YOUR OBJECTIVE -
Below is a block of records; repeat all of them exactly.

SUPPLIED RECORDS -

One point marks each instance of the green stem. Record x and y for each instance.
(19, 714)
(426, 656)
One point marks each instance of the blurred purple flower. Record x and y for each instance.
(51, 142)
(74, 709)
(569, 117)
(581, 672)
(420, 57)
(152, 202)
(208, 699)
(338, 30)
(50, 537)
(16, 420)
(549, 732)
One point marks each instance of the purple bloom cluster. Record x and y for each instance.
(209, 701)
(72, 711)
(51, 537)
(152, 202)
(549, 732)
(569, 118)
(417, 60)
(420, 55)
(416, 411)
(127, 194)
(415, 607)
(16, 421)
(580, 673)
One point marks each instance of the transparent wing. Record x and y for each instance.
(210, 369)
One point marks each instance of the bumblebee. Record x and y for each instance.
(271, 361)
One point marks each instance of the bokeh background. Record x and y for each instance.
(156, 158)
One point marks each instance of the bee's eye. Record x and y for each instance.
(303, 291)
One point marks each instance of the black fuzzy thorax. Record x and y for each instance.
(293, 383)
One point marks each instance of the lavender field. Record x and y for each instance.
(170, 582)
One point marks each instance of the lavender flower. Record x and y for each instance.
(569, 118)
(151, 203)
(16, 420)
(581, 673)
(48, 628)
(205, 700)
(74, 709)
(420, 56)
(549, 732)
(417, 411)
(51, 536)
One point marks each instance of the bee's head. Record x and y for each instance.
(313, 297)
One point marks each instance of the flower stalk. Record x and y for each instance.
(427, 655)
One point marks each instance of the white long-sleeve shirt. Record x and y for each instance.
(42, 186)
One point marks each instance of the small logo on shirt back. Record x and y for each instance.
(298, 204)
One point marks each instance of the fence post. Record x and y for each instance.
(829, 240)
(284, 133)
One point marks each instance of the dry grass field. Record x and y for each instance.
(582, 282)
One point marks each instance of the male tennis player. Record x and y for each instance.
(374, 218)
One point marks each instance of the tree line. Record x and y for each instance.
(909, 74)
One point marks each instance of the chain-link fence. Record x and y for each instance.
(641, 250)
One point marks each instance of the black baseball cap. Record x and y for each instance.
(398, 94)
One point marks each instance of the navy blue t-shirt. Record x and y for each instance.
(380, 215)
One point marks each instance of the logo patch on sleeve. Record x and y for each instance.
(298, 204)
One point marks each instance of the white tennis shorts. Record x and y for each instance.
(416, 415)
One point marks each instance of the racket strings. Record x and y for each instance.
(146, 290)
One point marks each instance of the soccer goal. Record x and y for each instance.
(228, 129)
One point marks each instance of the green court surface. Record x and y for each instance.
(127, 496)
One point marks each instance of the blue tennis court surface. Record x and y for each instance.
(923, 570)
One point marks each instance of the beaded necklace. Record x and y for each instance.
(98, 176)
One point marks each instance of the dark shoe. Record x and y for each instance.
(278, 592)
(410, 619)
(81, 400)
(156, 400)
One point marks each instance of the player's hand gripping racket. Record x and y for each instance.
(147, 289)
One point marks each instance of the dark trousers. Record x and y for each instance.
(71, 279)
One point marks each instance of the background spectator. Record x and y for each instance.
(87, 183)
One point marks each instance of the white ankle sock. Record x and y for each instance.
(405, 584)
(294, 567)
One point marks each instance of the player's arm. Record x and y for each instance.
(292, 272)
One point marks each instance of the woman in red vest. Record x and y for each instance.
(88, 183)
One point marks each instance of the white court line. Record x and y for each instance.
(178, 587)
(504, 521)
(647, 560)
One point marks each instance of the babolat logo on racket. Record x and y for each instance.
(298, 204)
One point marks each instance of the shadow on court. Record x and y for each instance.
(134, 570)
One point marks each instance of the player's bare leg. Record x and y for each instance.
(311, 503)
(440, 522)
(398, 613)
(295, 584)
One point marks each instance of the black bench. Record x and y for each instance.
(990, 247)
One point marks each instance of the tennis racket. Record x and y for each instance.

SOLUTION TO THE PROBLEM -
One point marks each instance of the green stem. Record x and y for each instance.
(19, 714)
(426, 656)
One point marks each instance of the blurred purple flower. Record x and y for each instance.
(51, 142)
(74, 709)
(569, 117)
(581, 672)
(420, 57)
(152, 202)
(208, 699)
(338, 30)
(50, 537)
(16, 420)
(549, 732)
One point marks each instance of the purple bloom cluster. Record x and y for each instance.
(209, 701)
(72, 711)
(51, 537)
(152, 202)
(549, 732)
(569, 118)
(417, 60)
(420, 55)
(416, 411)
(127, 194)
(415, 607)
(16, 421)
(580, 673)
One point marks each instance of the transparent wing. Record x and y for each instance.
(210, 369)
One point marks each instance of the bumblebee. Record x and y for each instance.
(271, 361)
One point marks each instance of the bokeh background. Record x and y for each instance.
(156, 158)
One point marks each instance of the bee's eye. Record x and y for each instance.
(303, 291)
One point marks each instance of the black fuzzy thorax. Record x and y for each instance.
(293, 383)
One point marks each instance of the lavender field. Record x and y for each instance.
(170, 582)
One point marks each instance of the lavender flower. Record x and y for each instance.
(569, 118)
(151, 203)
(16, 420)
(581, 673)
(48, 628)
(205, 700)
(74, 709)
(420, 56)
(549, 732)
(417, 411)
(51, 536)
One point marks each instance of the bee's head. Record x and y for each instance.
(313, 297)
One point marks each instance of the flower stalk. Record x and y for each instance.
(427, 655)
One point marks each instance of the white long-sleeve shirt. Record x and y for each instance.
(42, 186)
One point marks each instance of the small logo on shirt back. Record x and y for each instance.
(298, 204)
One point marks each instance of the fence post. Record x and y for each instance.
(829, 240)
(284, 133)
One point marks each instance of the dry grass field. Record x and y for each instance.
(582, 282)
One point marks each instance of the male tennis player. Record x and y for each instance.
(374, 218)
One point marks each instance of the tree line. Record x and y for each instance.
(909, 74)
One point marks each instance of the chain-link fence. Record x and y for each instance.
(641, 250)
One point marks each instance of the black baseball cap. Record x and y for each instance.
(398, 94)
One point marks each instance of the navy blue t-shirt. Record x and y for each instance.
(380, 215)
One point marks each instance of the logo patch on sleeve. Record x and y for each instance.
(298, 204)
One point marks each instance of the white tennis shorts. Record x and y for each instance.
(416, 415)
One point marks each instance of the racket strings. Record x and y for each instance.
(146, 290)
One point marks each instance of the soccer goal. Record x and y for each instance.
(228, 129)
One point marks each instance of the green court surface. Record x and y for each instance.
(127, 496)
One point marks each instance of the blue tennis court surface. Record x and y for each instance.
(923, 570)
One point marks each instance of the beaded necklace. Record x and y for each instance.
(98, 176)
One point marks each instance of the dark shoe. Record x and y for each instance.
(278, 592)
(410, 619)
(81, 400)
(156, 400)
One point marks each instance of the player's hand gripping racket. Record x and y for each instance.
(147, 289)
One point marks each instance of the dark trousers. Record x and y for each instance.
(71, 279)
One point marks each instance of the background spectator. Record x and y for each instance.
(87, 183)
One point marks each instance of the white ankle sock. Record x and y for each instance.
(405, 584)
(294, 567)
One point marks each instance of the player's arm. Record x and y for each instance.
(292, 272)
One point marks each instance of the woman in red vest. Record x and y for each instance.
(88, 183)
One point marks each instance of the white court line. Record x and y for each instance.
(178, 587)
(504, 521)
(647, 560)
One point marks each instance of the babolat logo on racket. Record x and y for each instance.
(298, 204)
One point marks each instance of the shadow on court. Record x and y for each instance.
(134, 570)
One point marks each instance of the player's bare leg. Record x and y for each instance.
(311, 503)
(440, 522)
(398, 613)
(295, 584)
One point marks each instance of the black bench. Record x and y for each instance.
(990, 247)
One point marks each instance of the tennis racket. Record x and y for each instance.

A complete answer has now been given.